> _SELECTED EXCERPT_:
Wind Mobile, fresh off launching service in Edmonton this week, is cranking up the heat on established cellphone providers by offering customers credit to break their contracts.

Wind on Friday said it would offer new customers $150 — distributed over five months in $30 instalments — if they cancel an existing contract with Bell, Rogers, Telus or any of those companies' discount brands.

Chris Robbins, the company's chief customer officer, said the deal is intended to help offset the often hefty early-cancellation fees (ECF) charged by other carriers.

"My preference would be that the whole concept of ECF in the market would be eliminated by the government or the industry as being patently unfair to customers," he wrote on the Wind blog.

"However, I don’t see that change happening any time soon, so we’ve decided to launch an offer with some help for customers looking to pay off their ECF with the incumbents."

Wind said it will offer the deal until the end of March. The company is also offering one month of free service.

> _GIVEN ENTRIES_:

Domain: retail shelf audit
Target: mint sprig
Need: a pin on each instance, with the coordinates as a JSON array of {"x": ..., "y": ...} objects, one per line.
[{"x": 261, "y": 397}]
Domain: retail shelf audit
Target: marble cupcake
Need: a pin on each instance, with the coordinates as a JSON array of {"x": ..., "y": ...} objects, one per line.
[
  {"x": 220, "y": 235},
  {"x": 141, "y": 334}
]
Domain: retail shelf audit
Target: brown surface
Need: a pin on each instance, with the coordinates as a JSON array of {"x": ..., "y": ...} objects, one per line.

> _DIRECTIONS_: Can you retype the full article on Wind Mobile's offer to cover contract cancellation costs, word for word? None of the data is needed for this.

> _RESPONSE TO THIS TASK_:
Wind Mobile, fresh off launching service in Edmonton this week, is cranking up the heat on established cellphone providers by offering customers credit to break their contracts.

Wind on Friday said it would offer new customers $150 — distributed over five months in $30 instalments — if they cancel an existing contract with Bell, Rogers, Telus or any of those companies' discount brands.

Chris Robbins, the company's chief customer officer, said the deal is intended to help offset the often hefty early-cancellation fees (ECF) charged by other carriers.

"My preference would be that the whole concept of ECF in the market would be eliminated by the government or the industry as being patently unfair to customers," he wrote on the Wind blog.

"However, I don’t see that change happening any time soon, so we’ve decided to launch an offer with some help for customers looking to pay off their ECF with the incumbents."

Wind said it will offer the deal until the end of March. The company is also offering one month of free service.